**EXERCISE**
Please give back every entry in full, word for word, but none of the pictures.

**THE INPUT**

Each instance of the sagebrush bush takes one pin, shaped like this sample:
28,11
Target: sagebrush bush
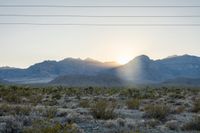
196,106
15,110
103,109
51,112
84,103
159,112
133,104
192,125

**SOLUTION FOR THIS TASK**
Each instance of the sagebrush bush takes one pin, shaped like this sample:
28,11
Target: sagebrush bush
196,106
15,110
103,109
51,112
84,103
159,112
133,104
192,125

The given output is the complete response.